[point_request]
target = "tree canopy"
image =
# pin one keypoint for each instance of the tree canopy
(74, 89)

※

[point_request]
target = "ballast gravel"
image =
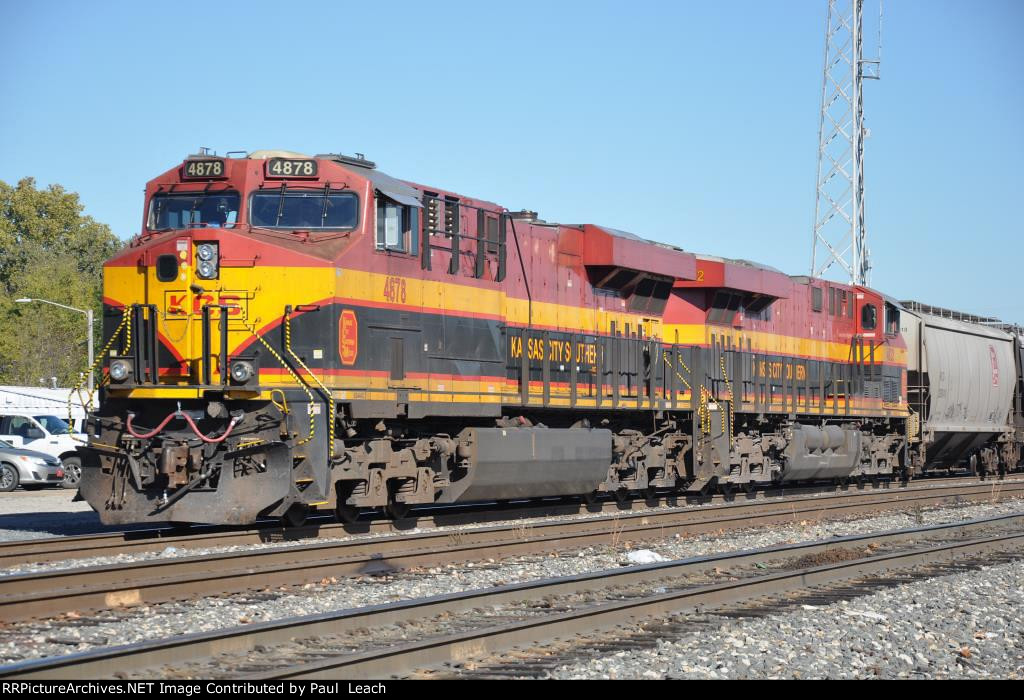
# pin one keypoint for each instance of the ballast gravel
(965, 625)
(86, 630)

※

#### WHAT THIS TASK INVOLVES
State how many lines of the records above contain the word "each". Give only the number.

#### RESPONSE FOR THIS EXERCISE
2